__Required work__:
- a) In the court opinion excerpt on Rutledge's motion to dismiss, which state's law does the RSUAs' choice-of-law provision require?
- b) Pick up the court opinion excerpt on Rutledge's motion to dismiss after its last sentence and keep writing.

__Selected text__:

=== Begin Enclosure ===

A Rule 12(b)(6) motion challenges “the sufficiency of the complaint.” Berger v. Nat. Collegiate Athletic Assoc., 843 F.3d 285, 289 (7th Cir. 2016). A complaint must provide “a short and plain statement of the claim showing that the pleader is entitled to relief, ” Fed.R.Civ.P. 8(a)(2), sufficient to provide defendant with “fair notice” of the claim and the basis for it. Bell Atl. Corp. v. Twombly, 550 U.S. 544, 555 (2007). This standard “demands more than an unadorned, the-defendant-unlawfully-harmed-me accusation.” Ashcroft v. Iqbal, 556 U.S. 662, 678 (2009). While “detailed factual allegations” are not required, “labels and conclusions, and a formulaic recitation of the elements of a cause of action will not do.” Twombly, 550 U.S. at 555. The complaint must “contain sufficient factual matter, accepted as true, to ‘state a claim to relief that is plausible on its face.'” Iqbal, 556 U.S. at 678 (quoting Twombly, 550 U.S. at 570). “A claim has facial plausibility when the plaintiff pleads factual content that allows the court to draw the reasonable inference that the defendant is liable for the misconduct alleged.” Boucher v. Fin. Sys. of Green Bay, Inc., 880 F.3d 362, 366 (7th Cir. 2018) (quoting Iqbal, 556 U.S. at 678). In applying this standard, the Court accepts all well-pleaded facts as true and draws all reasonable inferences in favor of the non-moving party. Tobey v. Chibucos, 890 F.3d 634, 646 (7th Cir. 2018).

Analysis

I. Rutledge's Motion to Dismiss

Rutledge argues LKQ's complaint should be dismissed in its entirety because the RSUAs and RC Agreements are unenforceable as a matter of law, and the unjust enrichment claim is barred because the parties' relationship was governed by a contract.

A. Count I: Breach of the RSUAs

i. Choice of Law

As a preliminary matter, the RSUAs have a choice-of-law provision requiring the application of Delaware law. R. 31 at 5. Rutledge briefly argues Delaware has no substantial relationship to the parties and thus Illinois law has a should apply. R. 29 at 6.

A federal court exercising jurisdiction over state-law claims applies the choice of law rules of the forum state. McCoy v. Iberdrola Renerables, Inc., 760 F.3d 674, 684 (7th Cir. 2014). In Illinois, a contract's choice of law provision governs unless: (1) the chosen state has no substantial relationship to the parties or the transaction; or (2) application of the chosen law would be contrary to fundamental public policy of a state with a materially greater interest in the issue in dispute. General Electric Co. v. Uptake Technologies, 394 F.Supp.3d 815, 825 (N.D. Ill. 2019) (citing Old Republic Ins. Co. v. Ace Prop. & Cas. Ins. Co., 906 N.E.2d 630, 636 (Ill.App.Ct. 2009)). Before undertaking a choice-of-law analysis, the party seeking the determination “bears the burden of demonstrating a conflict, i.e., that there exists a difference in the law that will make a difference in the outcome.” Id. (citing Bridgeview Health Care Ctr., Ltd. v. State Farm Fire & Cas. Co., 10 N.E.3d 902, 906 (Ill. 2014)). See also Garrard v. Rust-Oleum Corp., 2021 WL 5906063, at *5 (N.D. Ill.Dec. 14, 2021).

=== End Enclosure ===

__Records supplied__:
=== Begin Enclosure ===

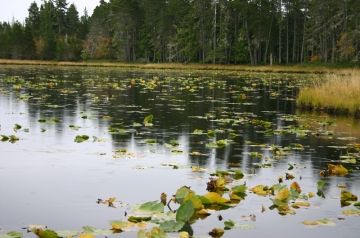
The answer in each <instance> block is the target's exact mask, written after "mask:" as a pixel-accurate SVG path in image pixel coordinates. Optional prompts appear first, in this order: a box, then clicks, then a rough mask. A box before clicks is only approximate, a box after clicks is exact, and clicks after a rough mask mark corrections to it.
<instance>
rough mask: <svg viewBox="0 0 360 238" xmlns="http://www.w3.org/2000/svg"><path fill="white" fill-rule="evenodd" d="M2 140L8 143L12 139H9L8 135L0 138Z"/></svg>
mask: <svg viewBox="0 0 360 238" xmlns="http://www.w3.org/2000/svg"><path fill="white" fill-rule="evenodd" d="M0 138H1V139H0V140H1V141H2V142H5V141H8V140H9V139H10V138H9V137H8V136H6V135H1V136H0Z"/></svg>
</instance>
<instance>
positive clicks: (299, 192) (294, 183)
mask: <svg viewBox="0 0 360 238" xmlns="http://www.w3.org/2000/svg"><path fill="white" fill-rule="evenodd" d="M290 189H293V190H295V191H296V192H298V193H301V188H300V185H299V184H298V183H297V182H293V183H292V184H291V185H290Z"/></svg>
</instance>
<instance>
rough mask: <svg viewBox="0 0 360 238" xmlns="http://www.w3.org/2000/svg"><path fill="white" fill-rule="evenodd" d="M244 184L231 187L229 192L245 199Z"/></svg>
mask: <svg viewBox="0 0 360 238" xmlns="http://www.w3.org/2000/svg"><path fill="white" fill-rule="evenodd" d="M246 189H247V188H246V186H245V185H238V186H235V187H233V188H231V192H232V193H233V194H235V195H236V196H239V197H240V198H241V199H245V197H246Z"/></svg>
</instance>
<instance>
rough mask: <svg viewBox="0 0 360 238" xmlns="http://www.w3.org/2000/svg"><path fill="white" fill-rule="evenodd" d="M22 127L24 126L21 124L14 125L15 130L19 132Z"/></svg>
mask: <svg viewBox="0 0 360 238" xmlns="http://www.w3.org/2000/svg"><path fill="white" fill-rule="evenodd" d="M21 128H22V126H21V125H19V124H15V125H14V131H15V132H17V131H18V130H20V129H21Z"/></svg>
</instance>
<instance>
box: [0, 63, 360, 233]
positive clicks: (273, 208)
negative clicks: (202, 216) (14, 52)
mask: <svg viewBox="0 0 360 238" xmlns="http://www.w3.org/2000/svg"><path fill="white" fill-rule="evenodd" d="M312 77H314V76H313V75H301V74H270V73H252V74H249V73H246V72H221V71H217V72H216V71H211V72H206V71H189V72H187V71H178V72H176V71H150V70H149V71H139V70H137V71H132V70H129V69H116V68H86V67H84V68H77V67H63V68H61V67H60V68H59V67H34V66H16V67H15V66H1V67H0V125H1V127H0V135H2V137H1V139H2V142H0V194H1V196H0V235H1V234H5V233H7V232H9V231H20V232H22V233H24V235H25V236H29V237H31V236H34V235H33V234H32V233H26V231H25V230H23V229H22V228H25V227H28V226H29V225H31V224H37V225H46V226H47V227H48V229H51V230H54V231H56V232H58V233H59V234H72V235H74V234H76V232H77V231H78V232H80V231H81V230H82V227H83V226H92V227H94V228H97V229H103V232H99V234H98V235H99V236H100V237H104V236H105V235H106V236H123V237H136V236H137V230H138V229H137V228H134V227H133V228H131V229H130V231H127V232H123V233H121V234H120V235H119V234H110V233H109V232H110V231H109V229H110V228H111V222H112V221H118V220H123V221H126V220H127V219H128V217H129V216H131V214H132V213H133V212H134V209H135V208H134V207H135V206H136V205H137V204H143V203H145V202H149V201H155V200H158V201H159V202H160V195H161V194H162V193H166V194H167V197H168V200H169V198H170V197H171V195H173V194H175V193H176V191H177V189H179V188H180V187H182V186H188V187H190V188H191V189H192V190H193V191H194V192H195V193H196V194H198V195H204V194H207V193H208V191H207V188H208V190H211V188H209V185H207V183H208V182H209V181H210V180H209V179H210V178H213V181H215V180H216V179H219V178H224V181H225V185H224V186H223V185H221V184H217V186H219V187H221V189H222V191H221V192H219V193H218V194H220V195H221V196H223V197H224V198H226V199H228V198H229V197H228V196H229V194H230V192H229V191H233V188H234V186H240V185H241V186H244V187H245V186H246V197H243V198H241V199H240V200H239V201H238V202H226V206H227V207H226V208H227V209H225V208H224V207H223V206H222V207H221V208H218V207H216V208H214V207H213V206H210V207H209V208H207V207H206V205H205V208H207V209H206V211H207V212H208V214H207V216H206V218H203V219H199V217H196V218H194V217H193V218H192V219H191V222H189V223H190V224H191V228H190V230H189V229H188V230H189V231H191V232H193V234H194V237H208V236H209V235H208V233H209V232H210V231H211V230H212V229H213V228H216V227H219V228H223V227H224V221H229V220H231V222H232V223H233V224H234V227H232V229H229V230H226V231H225V234H224V235H223V237H264V236H270V237H285V236H291V237H306V236H308V237H328V238H330V237H336V238H339V237H357V236H358V235H357V232H358V231H359V215H360V214H359V211H360V210H359V209H358V208H357V207H356V206H354V205H353V204H351V203H349V204H345V205H347V206H344V204H343V207H342V206H341V191H342V190H346V191H349V192H351V193H352V194H355V195H360V183H359V182H360V172H359V169H360V166H359V160H360V144H359V143H360V121H359V120H355V119H352V118H346V117H330V116H326V115H321V114H309V113H305V112H300V111H297V109H296V96H297V94H298V91H299V88H300V87H301V86H303V85H305V84H307V83H308V82H309V81H311V78H312ZM328 164H333V165H335V166H338V165H342V166H343V167H344V168H346V170H347V173H346V174H338V176H336V175H335V174H331V173H332V172H331V169H329V170H330V171H329V170H327V169H328ZM239 171H241V172H242V173H244V177H243V178H238V177H236V176H234V173H235V174H237V173H239ZM321 171H322V172H321ZM225 172H227V173H225ZM320 173H322V174H323V175H324V174H325V175H330V176H321V175H320ZM214 174H216V175H217V176H214ZM331 175H335V176H331ZM318 181H322V182H320V183H322V185H318ZM294 182H296V183H297V184H298V185H299V186H300V188H301V191H300V190H299V191H298V192H299V194H296V197H295V198H293V197H292V198H290V197H289V198H287V199H286V205H288V210H286V211H285V213H286V214H283V213H284V211H283V212H281V209H279V207H276V206H274V204H275V205H276V204H277V205H279V204H278V203H276V202H274V198H275V199H276V194H277V193H278V192H279V191H281V190H283V189H285V187H288V188H289V186H290V185H291V184H293V183H294ZM279 184H280V185H279ZM257 185H264V186H268V187H271V186H273V185H276V186H275V188H273V189H270V190H267V188H265V189H264V191H265V193H266V194H265V195H264V196H261V195H259V194H257V193H256V192H255V190H252V188H254V187H255V186H257ZM319 186H320V187H319ZM229 189H230V190H229ZM286 190H287V188H286ZM211 191H212V190H211ZM267 191H269V193H267ZM291 191H292V190H291ZM213 192H214V191H213ZM217 192H218V191H217ZM270 193H272V194H270ZM111 198H116V201H113V199H111ZM278 198H279V197H278ZM201 199H203V198H202V197H201ZM109 201H110V202H109ZM112 201H113V202H112ZM202 201H204V200H202ZM295 201H297V202H298V206H297V205H296V204H295V205H294V203H296V202H295ZM299 201H301V202H302V203H299ZM203 203H204V202H203ZM204 204H205V203H204ZM299 204H300V205H299ZM109 205H110V206H109ZM211 205H213V204H211ZM218 205H219V204H218ZM220 205H224V204H220ZM283 205H284V204H283ZM293 205H294V206H293ZM178 207H179V205H178V204H175V203H172V204H170V208H171V209H172V210H176V209H177V208H178ZM164 211H165V213H161V214H162V215H163V216H164V214H168V211H169V208H168V207H167V206H165V208H164ZM170 213H171V211H170ZM281 213H282V214H281ZM349 213H351V214H350V216H349ZM156 215H158V216H160V215H159V214H156ZM169 216H170V215H169ZM169 216H168V217H169ZM174 216H175V215H174ZM152 219H153V220H155V219H154V217H152ZM159 219H160V218H159ZM164 219H168V218H164ZM173 219H175V218H174V217H173ZM319 219H322V220H321V221H322V222H316V221H318V220H319ZM304 221H305V223H306V224H307V225H306V224H303V222H304ZM309 221H311V222H309ZM308 223H311V224H310V225H309V224H308ZM152 226H156V224H155V225H154V224H149V222H147V223H144V224H142V227H141V229H148V230H149V229H151V227H152ZM66 231H67V233H66ZM191 232H190V233H191ZM169 236H172V237H178V235H177V233H170V234H169Z"/></svg>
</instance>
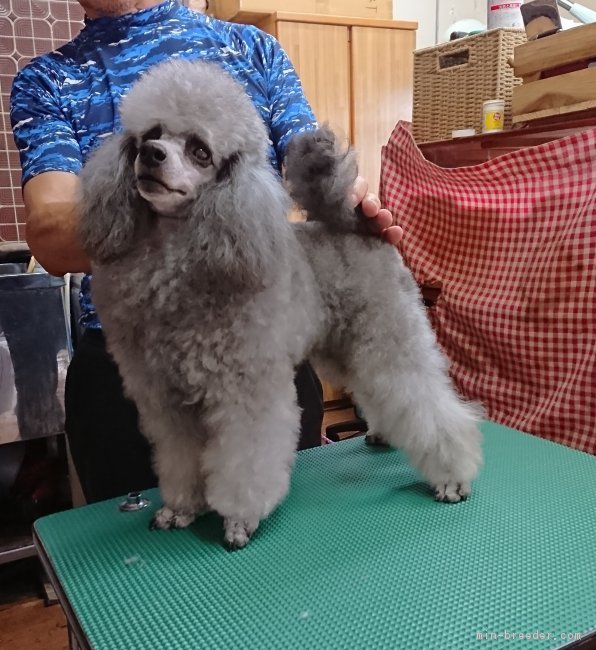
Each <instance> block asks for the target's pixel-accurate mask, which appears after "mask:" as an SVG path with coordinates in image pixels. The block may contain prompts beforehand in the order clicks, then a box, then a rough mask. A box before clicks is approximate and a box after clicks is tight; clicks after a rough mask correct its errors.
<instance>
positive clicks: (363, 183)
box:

=== End Enclosure ===

__Task-by-task results__:
- a) Delaware law.

- b)
Here, Rutledge has not shown a conflict exists between Delaware and Illinois law such that it would make a difference in the outcome. He argues Delaware has no relationship to the parties or the transaction because he is a Florida resident and LKQ maintains its headquarters in Illinois. R. 29 at 6. He then contends that “Illinois' policy of protecting employees to a greater extent than other states justifies applying Illinois law, ” but he does not offer any explanation as to the differences in how Delaware and Illinois “protect employees.” Id. Importantly, Rutledge later argues that the same outcome results from either Delaware or Illinois law. R. 29 at 6, 8.

LKQ is incorporated in Delaware, and sells many of its goods there. R. 31 at 5. Rutledge offers nothing to overcome these facts, and even if the Court were to lend more weight to his vague allegations that the policies of each state differ, small differences do not justify overriding the parties' original choice to have Delaware law govern. See Vencor, Inc. v. Webb, 33 F.3d 840, 845 (7th Cir. 1994)).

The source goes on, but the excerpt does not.